──────── Document section ────────

Klein v. Garvey ( 94 App. Div. 183) I think is an authority for this view. In that case the late presiding justice, speaking for this court, after calling attention to section 81 of the Labor Law (as amd. supra), said: "The proper guard was provided for use on this machine, and its use was dispensed with pursuant to the instructions of the defendant, if we are to believe the plaintiff's evidence. * * * It was the duty of the defendant, not only not to direct the use of the machine without its being properly guarded, but to forbid its use in such a condition." I do not think that Vogel v. American Bridge Co. ( 180 N.Y. 373) is at all decisive of this question. In that case the accident was not caused by a failure of the defendant to perform a duty imposed upon it, but was caused by the breaking of a rope with which the employees, including the plaintiff, were shifting a large iron truss. The foreman there expressed his opinion that this particular rope was strong enough — an opinion which was characterized by the Court of Appeals as "error of judgment." In that case it was said: "In all the cases where the question of the master's liability in this form has arisen, it is made to depend upon whether the act omitted or neglectfully performed by the alter ego, was one which might be regarded as within the personal duty of the master, or whether it was some act in the line of a mere servant's duty. If, in the exercise of judgment by the master's representative, he omits to do something, which has been foreseen and provided against by the master, the latter should not be regarded as chargeable with a responsibility for the result," the distinction being that when the master has performed his duty to the servant, an act of an employee, no matter what his rank, is the act of a fellow-servant; but when the negligence is in the performance of a duty imposed upon the master by one employed by the master, the master is liable for such negligence when it causes an injury to one of his employees. In other words, a master cannot escape liability for the neglect of a duty which the law imposes upon him by providing a servant to perform that duty. The two late decisions of the Court of Appeals in Vogel v. American Bridge Co. ( supra) and Koehler v. New York Steam Co. ( supra) illustrate this distinction.
Here, as I view it, the accident was caused by a failure of the master's representative to comply with this provision of the statute which imposes a duty upon the master to promply replace this guardrail, and it was a failure to perform the master's duty in that respect which has resulted in this injury, and for that negligence, I think, the master is responsible.
It follows that the judgment appealed from must be reversed and a new trial ordered, with costs to the appellant to abide the event.
O'BRIEN, P.J., and LAUGHLIN, J., concurred; PATTERSON and McLAUGHLIN, JJ., dissented.
I dissent upon the ground that this case cannot be distinguished in principle from Vogel v. American Bridge Co. ( 180 N.Y. 373).
Judgment reversed, new trial ordered, costs to appellant to abide event.

────────

Your objective -
Reproduce the court opinion word for word from "It follows that" to "McLAUGHLIN, JJ., dissented.".

──────── Information ────────

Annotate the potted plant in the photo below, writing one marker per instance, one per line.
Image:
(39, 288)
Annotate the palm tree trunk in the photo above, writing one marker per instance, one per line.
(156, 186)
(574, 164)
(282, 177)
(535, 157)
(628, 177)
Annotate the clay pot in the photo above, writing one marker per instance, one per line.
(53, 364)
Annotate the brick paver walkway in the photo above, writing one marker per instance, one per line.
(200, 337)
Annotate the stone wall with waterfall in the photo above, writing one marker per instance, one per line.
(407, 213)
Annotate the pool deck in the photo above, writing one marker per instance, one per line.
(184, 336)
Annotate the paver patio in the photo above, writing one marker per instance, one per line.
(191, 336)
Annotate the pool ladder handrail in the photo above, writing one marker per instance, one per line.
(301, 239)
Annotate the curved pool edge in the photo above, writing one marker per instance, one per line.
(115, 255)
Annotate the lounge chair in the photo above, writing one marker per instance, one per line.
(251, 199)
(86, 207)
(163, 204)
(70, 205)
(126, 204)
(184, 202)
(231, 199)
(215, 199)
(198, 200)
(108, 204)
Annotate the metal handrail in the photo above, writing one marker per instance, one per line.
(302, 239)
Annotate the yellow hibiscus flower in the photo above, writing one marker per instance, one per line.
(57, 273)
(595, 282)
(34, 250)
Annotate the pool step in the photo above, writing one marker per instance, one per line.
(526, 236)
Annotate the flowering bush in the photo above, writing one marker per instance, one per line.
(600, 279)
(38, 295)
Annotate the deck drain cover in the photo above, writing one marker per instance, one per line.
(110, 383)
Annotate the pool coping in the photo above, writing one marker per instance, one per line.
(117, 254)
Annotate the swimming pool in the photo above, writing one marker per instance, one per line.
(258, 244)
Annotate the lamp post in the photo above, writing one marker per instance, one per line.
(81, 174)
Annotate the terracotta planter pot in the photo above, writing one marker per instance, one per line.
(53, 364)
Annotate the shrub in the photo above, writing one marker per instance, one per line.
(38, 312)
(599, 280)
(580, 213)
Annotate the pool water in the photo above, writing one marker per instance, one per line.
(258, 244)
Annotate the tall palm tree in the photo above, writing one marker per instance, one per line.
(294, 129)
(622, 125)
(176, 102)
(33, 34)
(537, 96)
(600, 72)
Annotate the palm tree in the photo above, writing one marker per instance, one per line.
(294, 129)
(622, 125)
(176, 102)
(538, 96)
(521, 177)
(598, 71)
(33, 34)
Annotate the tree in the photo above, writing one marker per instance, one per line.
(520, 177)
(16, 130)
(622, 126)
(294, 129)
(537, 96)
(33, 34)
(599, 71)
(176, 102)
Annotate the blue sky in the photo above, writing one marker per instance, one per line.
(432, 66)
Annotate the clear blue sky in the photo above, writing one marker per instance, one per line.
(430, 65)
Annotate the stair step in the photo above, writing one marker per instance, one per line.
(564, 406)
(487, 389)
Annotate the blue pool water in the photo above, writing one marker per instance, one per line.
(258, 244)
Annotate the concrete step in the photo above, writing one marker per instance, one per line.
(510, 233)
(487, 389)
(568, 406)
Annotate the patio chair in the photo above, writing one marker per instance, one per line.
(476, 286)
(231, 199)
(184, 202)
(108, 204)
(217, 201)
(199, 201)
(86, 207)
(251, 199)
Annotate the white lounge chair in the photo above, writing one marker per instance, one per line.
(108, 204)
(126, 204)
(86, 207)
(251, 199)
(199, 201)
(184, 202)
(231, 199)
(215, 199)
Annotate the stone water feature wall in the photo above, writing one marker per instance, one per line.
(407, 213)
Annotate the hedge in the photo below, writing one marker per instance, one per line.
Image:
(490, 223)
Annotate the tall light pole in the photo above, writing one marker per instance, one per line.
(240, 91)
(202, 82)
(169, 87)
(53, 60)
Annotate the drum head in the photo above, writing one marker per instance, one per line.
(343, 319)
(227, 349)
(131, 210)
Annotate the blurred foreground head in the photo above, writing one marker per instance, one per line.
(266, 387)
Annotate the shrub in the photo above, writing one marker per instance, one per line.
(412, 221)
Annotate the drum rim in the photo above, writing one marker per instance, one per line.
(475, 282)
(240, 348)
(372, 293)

────────

Task solution -
It follows that the judgment appealed from must be reversed and a new trial ordered, with costs to the appellant to abide the event.
O'BRIEN, P.J., and LAUGHLIN, J., concurred; PATTERSON and McLAUGHLIN, JJ., dissented.